_Text excerpt:_
To create a change in mindset, he continued, is to get people to look at the earth as something to “cultivate” - to have a religious mindset towards – in order to make it become “our home where we encounter God and our neighbor,” especially the poor and the needy. Instead of considering poverty only as a lack of food, water or shelter, the Archbishop added, “many overlook the fact that poverty also means not understanding the basic esteem that God has for of us as his children, and that we should be one another’s keepers.”
If we are going to change mindsets, he went on,” we must evangelize people to become people who have good news about nature, good news about their fellow human beings, good news about the skills, the gifts they have. And that we are caretakers, not masters of it.”
Caring for the earth and for others is rooted in tradition
Archbishop Palmer-Buckle went on to emphasize that caring for our common home, caring for our neighbors and for human and natural resources are not far separated from the ancestral spirituality of ecology of many African peoples and their traditions.
“Our ancestors have always revered the waters as habitats of the divine. They had always looked as forests not in terms of trees but as the habitat of the Spirit of God. They have always looked at mountains, rocks, the sea in terms of the divine,” he said.

_Instructions for the task:_
Retype the excerpt on Archbishop Palmer-Buckle's remarks about caring for the earth word for word, starting at "If we are going" and ending at "and their traditions.".

_Data supplied:_
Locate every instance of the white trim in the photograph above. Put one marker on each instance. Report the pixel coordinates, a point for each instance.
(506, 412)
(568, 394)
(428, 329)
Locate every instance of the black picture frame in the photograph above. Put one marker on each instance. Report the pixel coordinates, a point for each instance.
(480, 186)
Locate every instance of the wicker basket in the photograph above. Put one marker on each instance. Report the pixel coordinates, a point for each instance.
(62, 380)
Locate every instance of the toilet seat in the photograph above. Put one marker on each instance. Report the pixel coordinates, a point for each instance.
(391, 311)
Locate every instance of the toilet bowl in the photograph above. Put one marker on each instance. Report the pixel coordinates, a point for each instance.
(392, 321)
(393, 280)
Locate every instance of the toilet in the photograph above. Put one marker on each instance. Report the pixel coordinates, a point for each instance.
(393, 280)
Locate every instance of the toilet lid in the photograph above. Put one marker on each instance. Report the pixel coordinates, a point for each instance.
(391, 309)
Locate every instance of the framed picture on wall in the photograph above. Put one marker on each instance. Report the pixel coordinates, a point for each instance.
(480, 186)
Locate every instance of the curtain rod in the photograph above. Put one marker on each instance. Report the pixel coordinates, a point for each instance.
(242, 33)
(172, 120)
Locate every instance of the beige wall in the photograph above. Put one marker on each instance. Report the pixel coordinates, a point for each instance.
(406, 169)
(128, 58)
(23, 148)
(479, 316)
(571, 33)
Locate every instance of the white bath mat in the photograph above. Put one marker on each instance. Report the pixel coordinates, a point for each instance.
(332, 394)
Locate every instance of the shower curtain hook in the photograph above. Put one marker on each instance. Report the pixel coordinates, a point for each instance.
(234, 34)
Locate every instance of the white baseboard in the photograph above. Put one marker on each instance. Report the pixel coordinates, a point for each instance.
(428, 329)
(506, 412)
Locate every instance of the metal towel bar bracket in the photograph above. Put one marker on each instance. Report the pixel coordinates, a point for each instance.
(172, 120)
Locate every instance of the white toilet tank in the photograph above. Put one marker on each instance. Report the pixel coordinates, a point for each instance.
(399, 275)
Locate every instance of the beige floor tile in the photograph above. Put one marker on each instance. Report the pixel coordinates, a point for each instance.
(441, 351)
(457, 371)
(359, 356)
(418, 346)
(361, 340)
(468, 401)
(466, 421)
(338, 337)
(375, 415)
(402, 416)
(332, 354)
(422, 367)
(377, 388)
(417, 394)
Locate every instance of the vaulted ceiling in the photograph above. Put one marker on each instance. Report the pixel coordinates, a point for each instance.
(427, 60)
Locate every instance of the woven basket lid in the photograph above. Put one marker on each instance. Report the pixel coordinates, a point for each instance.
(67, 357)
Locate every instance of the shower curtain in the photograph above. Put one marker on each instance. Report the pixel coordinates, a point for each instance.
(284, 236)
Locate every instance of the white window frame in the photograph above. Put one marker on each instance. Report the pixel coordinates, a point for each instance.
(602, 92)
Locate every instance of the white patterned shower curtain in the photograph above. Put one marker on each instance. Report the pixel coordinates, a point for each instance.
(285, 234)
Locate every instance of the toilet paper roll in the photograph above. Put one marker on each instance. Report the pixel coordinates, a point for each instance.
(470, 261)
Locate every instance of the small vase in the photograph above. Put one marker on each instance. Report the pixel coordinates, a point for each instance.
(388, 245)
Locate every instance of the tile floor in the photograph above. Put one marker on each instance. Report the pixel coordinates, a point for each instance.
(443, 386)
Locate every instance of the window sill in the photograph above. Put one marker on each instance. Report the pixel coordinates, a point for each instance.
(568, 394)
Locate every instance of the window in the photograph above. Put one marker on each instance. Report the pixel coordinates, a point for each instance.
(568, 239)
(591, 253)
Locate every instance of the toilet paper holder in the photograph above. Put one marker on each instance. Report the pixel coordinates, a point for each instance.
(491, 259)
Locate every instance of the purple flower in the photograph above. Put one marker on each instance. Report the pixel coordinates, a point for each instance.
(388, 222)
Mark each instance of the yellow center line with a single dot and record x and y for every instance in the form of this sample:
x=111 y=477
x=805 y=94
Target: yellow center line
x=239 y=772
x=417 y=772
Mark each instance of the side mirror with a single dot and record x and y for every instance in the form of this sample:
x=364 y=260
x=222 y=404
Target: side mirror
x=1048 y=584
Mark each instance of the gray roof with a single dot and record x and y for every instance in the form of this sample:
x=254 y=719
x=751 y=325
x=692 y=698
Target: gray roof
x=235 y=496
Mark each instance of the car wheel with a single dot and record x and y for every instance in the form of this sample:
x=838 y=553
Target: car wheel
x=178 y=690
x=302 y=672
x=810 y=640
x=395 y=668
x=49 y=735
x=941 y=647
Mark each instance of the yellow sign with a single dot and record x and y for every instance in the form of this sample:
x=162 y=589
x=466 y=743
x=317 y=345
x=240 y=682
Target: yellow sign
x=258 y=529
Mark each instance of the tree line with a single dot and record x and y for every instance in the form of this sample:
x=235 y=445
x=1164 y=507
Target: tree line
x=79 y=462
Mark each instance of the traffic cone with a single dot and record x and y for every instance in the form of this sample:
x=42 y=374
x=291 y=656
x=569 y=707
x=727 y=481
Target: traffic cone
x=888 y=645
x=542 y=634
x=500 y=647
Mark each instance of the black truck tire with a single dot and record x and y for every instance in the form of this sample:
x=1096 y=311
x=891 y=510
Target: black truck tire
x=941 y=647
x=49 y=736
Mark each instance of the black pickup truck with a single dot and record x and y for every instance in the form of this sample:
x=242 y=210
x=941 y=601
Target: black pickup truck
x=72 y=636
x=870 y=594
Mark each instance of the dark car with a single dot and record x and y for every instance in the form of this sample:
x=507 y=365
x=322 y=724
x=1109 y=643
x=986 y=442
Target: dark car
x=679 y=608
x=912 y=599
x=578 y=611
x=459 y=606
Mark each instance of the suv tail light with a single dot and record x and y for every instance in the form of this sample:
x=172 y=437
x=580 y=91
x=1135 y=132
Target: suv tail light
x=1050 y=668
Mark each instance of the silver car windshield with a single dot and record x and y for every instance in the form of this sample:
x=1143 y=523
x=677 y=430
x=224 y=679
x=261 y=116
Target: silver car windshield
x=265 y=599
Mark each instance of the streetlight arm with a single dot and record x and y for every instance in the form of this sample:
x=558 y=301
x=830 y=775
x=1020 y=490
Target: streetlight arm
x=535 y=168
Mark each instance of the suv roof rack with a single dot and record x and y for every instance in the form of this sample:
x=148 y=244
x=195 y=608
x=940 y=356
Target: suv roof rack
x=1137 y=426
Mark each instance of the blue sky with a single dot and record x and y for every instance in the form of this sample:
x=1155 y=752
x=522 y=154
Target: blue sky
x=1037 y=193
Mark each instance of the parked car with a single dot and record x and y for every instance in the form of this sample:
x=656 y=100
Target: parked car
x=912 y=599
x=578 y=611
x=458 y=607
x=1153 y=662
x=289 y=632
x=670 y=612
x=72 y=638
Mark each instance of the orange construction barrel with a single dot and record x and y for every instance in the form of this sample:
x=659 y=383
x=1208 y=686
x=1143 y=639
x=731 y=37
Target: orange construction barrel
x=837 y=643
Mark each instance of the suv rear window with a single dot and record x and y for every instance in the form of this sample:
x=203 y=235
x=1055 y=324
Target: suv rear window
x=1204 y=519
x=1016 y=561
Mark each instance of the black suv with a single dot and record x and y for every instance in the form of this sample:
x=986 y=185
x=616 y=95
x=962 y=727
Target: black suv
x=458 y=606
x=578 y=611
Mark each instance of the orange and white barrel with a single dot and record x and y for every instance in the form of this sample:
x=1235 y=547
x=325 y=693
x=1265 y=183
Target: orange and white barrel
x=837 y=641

_Answer to the problem:_
If we are going to change mindsets, he went on,” we must evangelize people to become people who have good news about nature, good news about their fellow human beings, good news about the skills, the gifts they have. And that we are caretakers, not masters of it.”
Caring for the earth and for others is rooted in tradition
Archbishop Palmer-Buckle went on to emphasize that caring for our common home, caring for our neighbors and for human and natural resources are not far separated from the ancestral spirituality of ecology of many African peoples and their traditions.